# [Work item]
Copy every line from the data below in which the string "formatted" can be found.

# [Supplied material]
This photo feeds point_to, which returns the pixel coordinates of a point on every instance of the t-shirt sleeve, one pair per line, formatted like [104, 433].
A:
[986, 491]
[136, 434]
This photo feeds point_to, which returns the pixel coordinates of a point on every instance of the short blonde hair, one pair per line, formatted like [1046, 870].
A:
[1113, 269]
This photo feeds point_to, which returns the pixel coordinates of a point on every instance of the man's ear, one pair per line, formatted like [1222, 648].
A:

...

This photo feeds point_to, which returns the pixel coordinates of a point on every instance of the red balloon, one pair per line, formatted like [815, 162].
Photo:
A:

# [Response area]
This photo feeds point_to, which returns the pixel coordinates of a point on every instance of the t-shirt sleeve, one pair per line, formatted like [104, 433].
This photo feeds point_to, which returns the pixel coordinates of a point on every instance of the short blonde hair, one pair per line, formatted like [1046, 870].
This photo feeds point_to, which returns the pixel coordinates of a point on every instance of the man's ear, one pair per line, formatted like [1222, 648].
This photo feeds point_to, which returns the pixel coordinates of a point on every instance of the red balloon, one pair per line, formatted like [815, 162].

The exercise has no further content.